** Written request 1 **
Copy the listing below word for word, from its first line up to and including the line with "Provide the mask of the distant".

Happy belated Thanksgiving to all of our readers that celebrated over the weekend. We hope you had a good one! If you’re enjoying family time and seeing friends, we hope that you’re feeling fulfilled and loved. In the event that you’re experiencing/have experienced/expect to experience some of that customary holiday stress, we’ve got you covered. 

We hope that you were able to take advantage of Dr. John Gottman’s List of Minor Bids from Wednesday’s Holiday Cheat Sheet – if you missed it, take a very worthwhile peek here! Today, we move smoothly along into a discussion of sliding door moments in the holiday season. So, what exactly is a “sliding door moment?”

Sliding Door Moments are seemingly inconsequential everyday moments filled with words we haphazardly throw back and forth at each other, accompanied by the little evanescent pains, frustrations, joys, and laughter, flying through our minds and our hearts, that make or break the most important relationships in our lives.

In the general fluster of the holiday season, sliding door moments are easy to miss. A great deal of research demonstrates that paying attention to a million things at once is impossible. When we try to multitask, we lose our ability to concentrate adequately on any one thing. We lose sight of what is important and opportunities for intimacy glide away.

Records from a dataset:
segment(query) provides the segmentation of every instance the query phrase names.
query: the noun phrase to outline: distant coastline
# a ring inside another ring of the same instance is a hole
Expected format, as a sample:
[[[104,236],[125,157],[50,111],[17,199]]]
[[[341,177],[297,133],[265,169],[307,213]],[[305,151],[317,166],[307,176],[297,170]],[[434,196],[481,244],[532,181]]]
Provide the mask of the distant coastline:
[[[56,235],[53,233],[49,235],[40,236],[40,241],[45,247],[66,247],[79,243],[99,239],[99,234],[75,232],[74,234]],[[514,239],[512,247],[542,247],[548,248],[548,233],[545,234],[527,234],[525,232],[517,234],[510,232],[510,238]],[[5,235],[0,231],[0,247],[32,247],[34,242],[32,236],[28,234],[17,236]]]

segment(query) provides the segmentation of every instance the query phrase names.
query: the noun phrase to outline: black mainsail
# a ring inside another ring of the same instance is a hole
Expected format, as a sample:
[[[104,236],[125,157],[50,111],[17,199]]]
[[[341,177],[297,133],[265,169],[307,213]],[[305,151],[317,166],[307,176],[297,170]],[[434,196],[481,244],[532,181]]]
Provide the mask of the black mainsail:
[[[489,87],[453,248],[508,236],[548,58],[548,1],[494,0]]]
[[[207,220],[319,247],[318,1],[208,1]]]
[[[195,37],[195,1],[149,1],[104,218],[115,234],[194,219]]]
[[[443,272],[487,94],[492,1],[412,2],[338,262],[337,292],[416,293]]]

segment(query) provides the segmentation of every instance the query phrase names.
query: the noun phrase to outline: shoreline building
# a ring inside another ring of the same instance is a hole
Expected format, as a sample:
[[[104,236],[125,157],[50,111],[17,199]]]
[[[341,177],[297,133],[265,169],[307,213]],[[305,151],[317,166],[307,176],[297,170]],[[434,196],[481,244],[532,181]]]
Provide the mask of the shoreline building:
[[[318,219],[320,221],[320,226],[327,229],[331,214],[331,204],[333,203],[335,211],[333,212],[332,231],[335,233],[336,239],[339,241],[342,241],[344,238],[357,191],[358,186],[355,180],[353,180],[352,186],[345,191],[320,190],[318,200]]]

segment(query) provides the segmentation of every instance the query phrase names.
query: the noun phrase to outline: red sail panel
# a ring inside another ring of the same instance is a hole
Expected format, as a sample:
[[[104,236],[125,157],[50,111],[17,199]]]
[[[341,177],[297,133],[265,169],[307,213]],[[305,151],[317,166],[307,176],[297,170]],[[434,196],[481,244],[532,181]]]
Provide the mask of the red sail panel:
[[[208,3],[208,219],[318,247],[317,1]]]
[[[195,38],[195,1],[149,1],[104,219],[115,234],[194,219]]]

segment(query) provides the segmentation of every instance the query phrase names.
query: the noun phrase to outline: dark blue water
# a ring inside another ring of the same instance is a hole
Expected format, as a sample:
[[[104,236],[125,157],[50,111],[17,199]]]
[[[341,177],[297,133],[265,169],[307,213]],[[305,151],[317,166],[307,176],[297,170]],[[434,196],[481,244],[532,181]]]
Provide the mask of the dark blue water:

** Written request 2 **
Rewrite the passage on holiday sliding door moments from "Happy belated Thanksgiving" up to and including "got you covered.", swapping "weekend" for "long weekend".

** Full answer 1 **
segment(query) provides the segmentation of every instance the query phrase names.
query: the noun phrase to outline: distant coastline
# a ring inside another ring of the same instance is a hole
Expected format, as a sample:
[[[104,236],[125,157],[50,111],[17,199]]]
[[[341,177],[297,133],[265,169],[307,213]],[[305,151],[317,166],[307,176],[297,170]],[[434,196],[481,244],[532,181]]]
Provide the mask of the distant coastline:

** Full answer 2 **
Happy belated Thanksgiving to all of our readers that celebrated over the long weekend. We hope you had a good one! If you’re enjoying family time and seeing friends, we hope that you’re feeling fulfilled and loved. In the event that you’re experiencing/have experienced/expect to experience some of that customary holiday stress, we’ve got you covered.